Start of Records supplied

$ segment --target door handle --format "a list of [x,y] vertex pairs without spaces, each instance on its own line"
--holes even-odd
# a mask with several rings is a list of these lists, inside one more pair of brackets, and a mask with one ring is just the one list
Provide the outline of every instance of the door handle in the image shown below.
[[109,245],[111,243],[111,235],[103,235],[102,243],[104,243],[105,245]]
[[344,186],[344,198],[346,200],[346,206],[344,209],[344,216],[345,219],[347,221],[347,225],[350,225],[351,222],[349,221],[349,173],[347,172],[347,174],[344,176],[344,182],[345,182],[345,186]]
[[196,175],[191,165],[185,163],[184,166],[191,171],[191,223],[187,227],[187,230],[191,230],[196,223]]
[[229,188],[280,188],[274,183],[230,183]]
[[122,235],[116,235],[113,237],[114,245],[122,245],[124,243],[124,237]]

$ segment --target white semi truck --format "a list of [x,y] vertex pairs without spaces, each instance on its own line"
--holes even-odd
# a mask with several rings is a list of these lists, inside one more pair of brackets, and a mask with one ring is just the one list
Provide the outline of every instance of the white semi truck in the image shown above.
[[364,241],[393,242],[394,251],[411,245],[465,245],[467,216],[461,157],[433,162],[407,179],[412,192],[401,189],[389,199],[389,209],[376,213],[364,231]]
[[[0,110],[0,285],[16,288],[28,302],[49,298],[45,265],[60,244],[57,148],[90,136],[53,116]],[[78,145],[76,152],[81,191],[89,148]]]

End of Records supplied

(Work to be completed) Print the line containing "Provide the outline of every instance of the white" and every line after it to the end of the records above, exactly as written, and nothing else.

(Completed task)
Provide the outline of every instance of the white semi truck in the image shown above.
[[364,241],[393,242],[394,251],[411,245],[465,245],[467,216],[461,157],[433,162],[407,179],[412,192],[401,189],[389,199],[389,209],[376,213],[364,231]]
[[[0,110],[0,285],[16,288],[28,302],[49,298],[45,265],[60,244],[57,148],[90,136],[53,116]],[[78,145],[76,152],[81,191],[89,148]]]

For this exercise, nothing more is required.